BEGIN RECORD EXTRACTS

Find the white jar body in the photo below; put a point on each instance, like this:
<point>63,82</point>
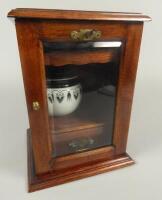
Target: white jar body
<point>63,101</point>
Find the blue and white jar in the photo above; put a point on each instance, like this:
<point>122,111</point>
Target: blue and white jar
<point>64,95</point>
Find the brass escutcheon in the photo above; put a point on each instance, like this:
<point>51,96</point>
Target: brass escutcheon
<point>85,35</point>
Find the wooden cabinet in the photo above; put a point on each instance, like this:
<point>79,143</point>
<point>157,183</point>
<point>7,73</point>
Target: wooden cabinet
<point>79,72</point>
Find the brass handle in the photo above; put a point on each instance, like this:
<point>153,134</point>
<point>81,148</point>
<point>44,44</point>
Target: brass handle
<point>85,35</point>
<point>36,105</point>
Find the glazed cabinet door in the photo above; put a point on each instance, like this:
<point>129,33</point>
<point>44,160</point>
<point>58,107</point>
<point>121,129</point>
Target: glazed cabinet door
<point>78,87</point>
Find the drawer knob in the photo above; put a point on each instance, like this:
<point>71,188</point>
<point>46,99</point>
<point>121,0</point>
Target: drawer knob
<point>85,35</point>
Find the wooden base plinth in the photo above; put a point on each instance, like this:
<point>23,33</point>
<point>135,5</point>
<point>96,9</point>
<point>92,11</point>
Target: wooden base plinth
<point>63,176</point>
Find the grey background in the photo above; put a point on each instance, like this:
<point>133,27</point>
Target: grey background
<point>140,181</point>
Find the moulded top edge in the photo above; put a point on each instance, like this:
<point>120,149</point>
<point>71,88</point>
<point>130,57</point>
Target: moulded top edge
<point>76,15</point>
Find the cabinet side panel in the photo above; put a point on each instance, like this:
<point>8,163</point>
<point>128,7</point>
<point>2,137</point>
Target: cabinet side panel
<point>127,76</point>
<point>32,61</point>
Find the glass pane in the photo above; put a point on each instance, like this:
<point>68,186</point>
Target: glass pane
<point>81,82</point>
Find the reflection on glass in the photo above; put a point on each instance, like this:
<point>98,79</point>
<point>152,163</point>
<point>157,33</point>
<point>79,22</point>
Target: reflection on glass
<point>81,82</point>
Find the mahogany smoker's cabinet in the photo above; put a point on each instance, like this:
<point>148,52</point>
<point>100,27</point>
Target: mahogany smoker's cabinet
<point>79,72</point>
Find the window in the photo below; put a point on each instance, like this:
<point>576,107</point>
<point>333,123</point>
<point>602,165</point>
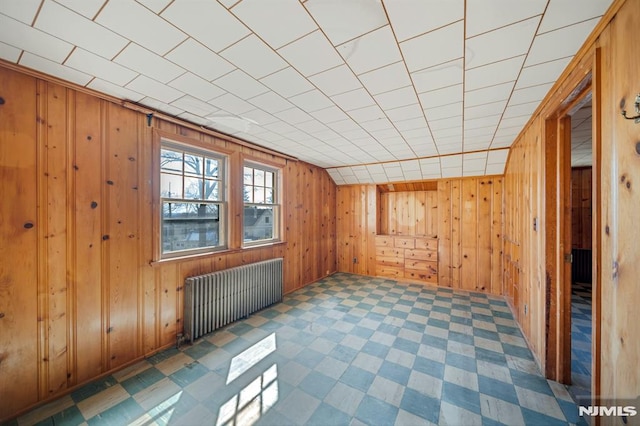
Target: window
<point>193,200</point>
<point>261,208</point>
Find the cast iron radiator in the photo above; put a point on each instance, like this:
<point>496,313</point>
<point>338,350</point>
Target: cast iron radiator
<point>214,300</point>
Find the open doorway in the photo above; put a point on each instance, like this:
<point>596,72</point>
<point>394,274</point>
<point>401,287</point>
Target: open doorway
<point>581,247</point>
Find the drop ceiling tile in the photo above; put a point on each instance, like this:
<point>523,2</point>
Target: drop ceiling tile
<point>287,82</point>
<point>335,81</point>
<point>371,51</point>
<point>69,26</point>
<point>194,106</point>
<point>254,57</point>
<point>311,54</point>
<point>440,97</point>
<point>407,112</point>
<point>22,36</point>
<point>346,20</point>
<point>148,63</point>
<point>9,53</point>
<point>95,65</point>
<point>498,156</point>
<point>329,115</point>
<point>560,14</point>
<point>259,116</point>
<point>294,115</point>
<point>517,122</point>
<point>208,22</point>
<point>447,123</point>
<point>559,43</point>
<point>486,15</point>
<point>520,110</point>
<point>277,23</point>
<point>485,110</point>
<point>241,85</point>
<point>530,94</point>
<point>55,69</point>
<point>161,106</point>
<point>488,94</point>
<point>403,125</point>
<point>542,73</point>
<point>22,10</point>
<point>451,161</point>
<point>494,169</point>
<point>491,121</point>
<point>196,119</point>
<point>233,104</point>
<point>492,74</point>
<point>397,98</point>
<point>354,99</point>
<point>198,59</point>
<point>115,90</point>
<point>154,89</point>
<point>443,75</point>
<point>137,23</point>
<point>312,100</point>
<point>271,102</point>
<point>433,14</point>
<point>156,6</point>
<point>312,126</point>
<point>507,42</point>
<point>197,87</point>
<point>386,78</point>
<point>442,112</point>
<point>443,45</point>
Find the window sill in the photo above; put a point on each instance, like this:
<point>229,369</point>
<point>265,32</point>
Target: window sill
<point>224,252</point>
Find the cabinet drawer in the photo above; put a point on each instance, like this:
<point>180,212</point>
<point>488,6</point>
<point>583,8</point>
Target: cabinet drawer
<point>416,254</point>
<point>427,244</point>
<point>404,242</point>
<point>389,252</point>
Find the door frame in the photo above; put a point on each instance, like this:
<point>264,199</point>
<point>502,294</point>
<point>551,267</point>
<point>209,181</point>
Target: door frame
<point>557,185</point>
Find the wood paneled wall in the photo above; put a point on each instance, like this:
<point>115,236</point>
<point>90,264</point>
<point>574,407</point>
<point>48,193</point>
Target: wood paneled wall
<point>616,72</point>
<point>81,293</point>
<point>409,213</point>
<point>581,207</point>
<point>468,226</point>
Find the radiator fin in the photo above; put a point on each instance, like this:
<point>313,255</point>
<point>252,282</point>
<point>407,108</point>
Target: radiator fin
<point>214,300</point>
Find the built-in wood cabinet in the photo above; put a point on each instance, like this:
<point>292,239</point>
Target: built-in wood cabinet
<point>406,257</point>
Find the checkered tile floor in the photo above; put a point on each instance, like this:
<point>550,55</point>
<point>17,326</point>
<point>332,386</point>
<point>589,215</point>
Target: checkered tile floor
<point>347,350</point>
<point>581,340</point>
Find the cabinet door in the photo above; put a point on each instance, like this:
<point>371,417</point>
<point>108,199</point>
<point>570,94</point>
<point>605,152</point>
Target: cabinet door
<point>18,245</point>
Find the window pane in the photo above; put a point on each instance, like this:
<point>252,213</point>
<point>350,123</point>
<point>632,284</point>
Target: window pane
<point>193,188</point>
<point>211,190</point>
<point>258,176</point>
<point>258,194</point>
<point>193,164</point>
<point>258,223</point>
<point>211,167</point>
<point>170,160</point>
<point>248,176</point>
<point>187,226</point>
<point>170,186</point>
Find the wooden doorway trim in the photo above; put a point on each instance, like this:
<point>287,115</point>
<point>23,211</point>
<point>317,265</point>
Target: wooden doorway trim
<point>557,159</point>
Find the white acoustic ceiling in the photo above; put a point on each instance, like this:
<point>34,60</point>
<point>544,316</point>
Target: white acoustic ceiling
<point>374,91</point>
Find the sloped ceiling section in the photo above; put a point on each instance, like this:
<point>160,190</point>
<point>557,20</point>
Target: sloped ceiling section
<point>374,91</point>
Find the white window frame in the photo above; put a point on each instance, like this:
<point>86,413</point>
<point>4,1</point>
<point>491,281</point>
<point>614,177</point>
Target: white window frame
<point>276,204</point>
<point>221,201</point>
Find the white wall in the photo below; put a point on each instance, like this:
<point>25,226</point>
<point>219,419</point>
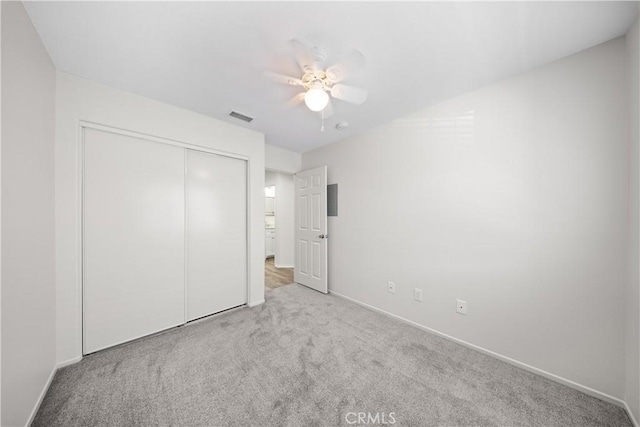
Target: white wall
<point>632,394</point>
<point>280,160</point>
<point>28,257</point>
<point>285,211</point>
<point>513,198</point>
<point>79,99</point>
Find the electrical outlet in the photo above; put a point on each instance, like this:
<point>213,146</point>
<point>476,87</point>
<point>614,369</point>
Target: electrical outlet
<point>461,306</point>
<point>391,287</point>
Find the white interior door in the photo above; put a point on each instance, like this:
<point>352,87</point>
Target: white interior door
<point>311,229</point>
<point>133,268</point>
<point>216,233</point>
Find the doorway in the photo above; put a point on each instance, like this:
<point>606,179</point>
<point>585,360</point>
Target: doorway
<point>279,229</point>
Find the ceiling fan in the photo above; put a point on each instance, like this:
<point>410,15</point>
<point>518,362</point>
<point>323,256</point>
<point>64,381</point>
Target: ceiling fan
<point>320,83</point>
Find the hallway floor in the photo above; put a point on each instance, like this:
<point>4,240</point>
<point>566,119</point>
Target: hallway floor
<point>275,277</point>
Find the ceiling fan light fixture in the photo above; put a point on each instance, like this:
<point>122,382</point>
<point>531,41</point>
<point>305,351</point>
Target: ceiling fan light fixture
<point>316,98</point>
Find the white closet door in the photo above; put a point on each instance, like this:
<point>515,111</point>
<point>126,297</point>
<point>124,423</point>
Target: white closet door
<point>216,233</point>
<point>133,238</point>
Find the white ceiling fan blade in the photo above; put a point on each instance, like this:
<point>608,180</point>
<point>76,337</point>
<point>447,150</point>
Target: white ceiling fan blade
<point>354,95</point>
<point>347,67</point>
<point>328,110</point>
<point>296,100</point>
<point>281,78</point>
<point>308,56</point>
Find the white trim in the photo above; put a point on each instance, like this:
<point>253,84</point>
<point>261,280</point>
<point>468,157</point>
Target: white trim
<point>69,362</point>
<point>154,138</point>
<point>45,389</point>
<point>256,303</point>
<point>587,390</point>
<point>43,393</point>
<point>630,414</point>
<point>282,266</point>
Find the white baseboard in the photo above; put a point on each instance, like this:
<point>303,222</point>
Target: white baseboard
<point>587,390</point>
<point>283,266</point>
<point>69,362</point>
<point>43,393</point>
<point>631,417</point>
<point>255,303</point>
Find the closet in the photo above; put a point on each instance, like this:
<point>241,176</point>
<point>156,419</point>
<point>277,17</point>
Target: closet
<point>164,236</point>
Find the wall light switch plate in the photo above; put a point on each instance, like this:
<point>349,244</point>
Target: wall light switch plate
<point>461,306</point>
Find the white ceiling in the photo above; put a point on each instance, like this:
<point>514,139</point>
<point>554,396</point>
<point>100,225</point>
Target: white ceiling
<point>209,57</point>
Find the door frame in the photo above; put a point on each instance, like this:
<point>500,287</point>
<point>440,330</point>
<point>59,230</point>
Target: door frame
<point>82,124</point>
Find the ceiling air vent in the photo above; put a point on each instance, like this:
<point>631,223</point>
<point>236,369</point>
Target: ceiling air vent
<point>242,117</point>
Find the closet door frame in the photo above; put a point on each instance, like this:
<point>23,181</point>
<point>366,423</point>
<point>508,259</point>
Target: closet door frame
<point>82,125</point>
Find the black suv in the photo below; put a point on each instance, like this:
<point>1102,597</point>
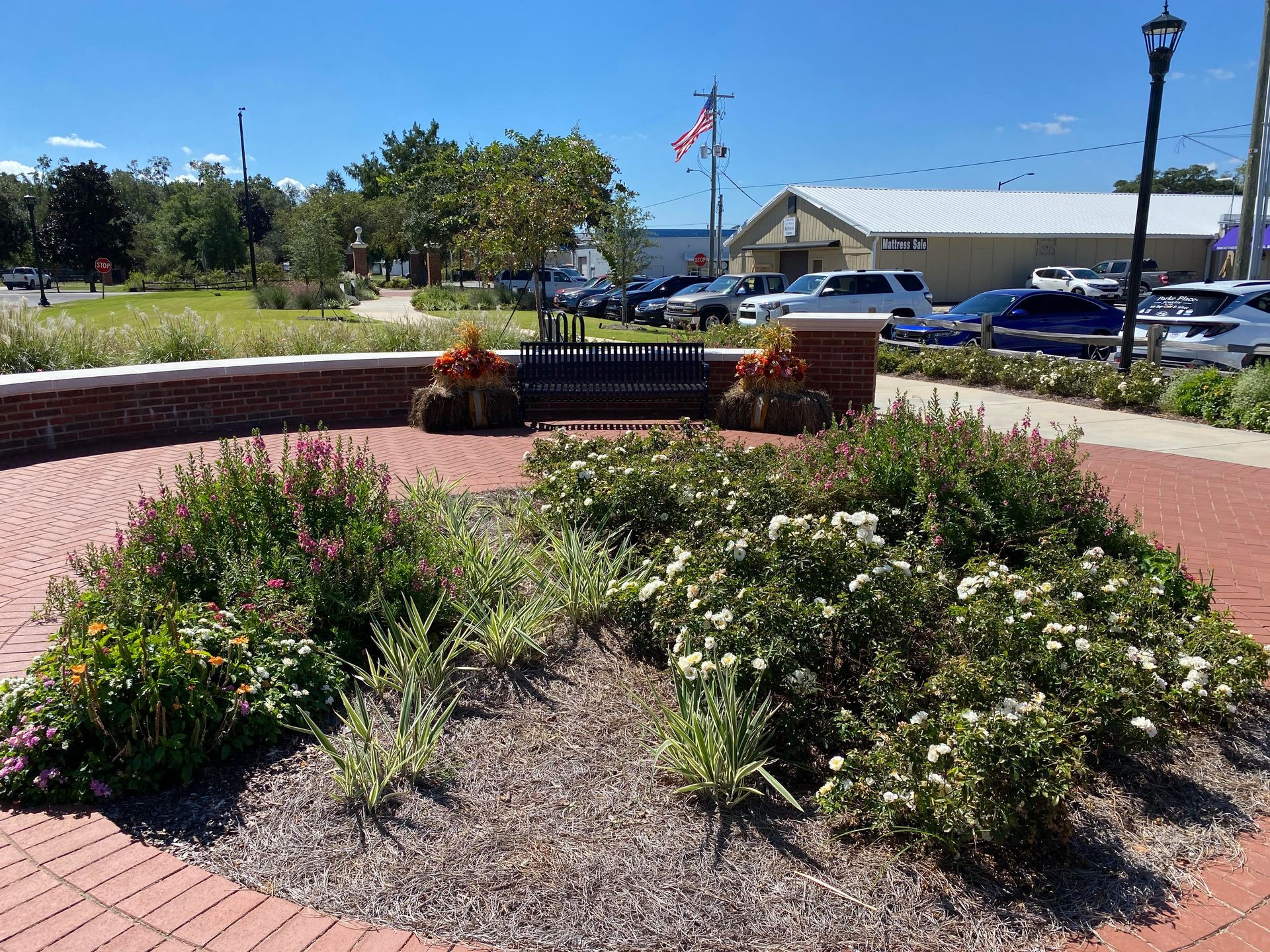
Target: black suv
<point>656,287</point>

END RECORD EXTRACTS

- PROBLEM REQUIREMENTS -
For this task, write out exactly the lines of the entries above, starting at the line with "Find the grey" and ending at the line with "Find the reflection", both included, and no others.

- RESPONSE BOX -
Find the grey background in the photo above; put a point on each instance, like this:
<point>133,27</point>
Target: grey background
<point>140,181</point>
Find the moulded top edge in the photo above; put a point on each instance, like this:
<point>120,149</point>
<point>71,88</point>
<point>130,57</point>
Target: moulded top edge
<point>76,15</point>
Find the cabinet side panel in the photo above; put a point on each instance, like this:
<point>8,163</point>
<point>128,7</point>
<point>2,137</point>
Target: cabinet side panel
<point>127,76</point>
<point>32,61</point>
Find the glass pane in the photo above; put a point on each instance, like this:
<point>68,186</point>
Target: glass pane
<point>81,82</point>
Find the reflection on glass in the photo above; put a point on each instance, like this:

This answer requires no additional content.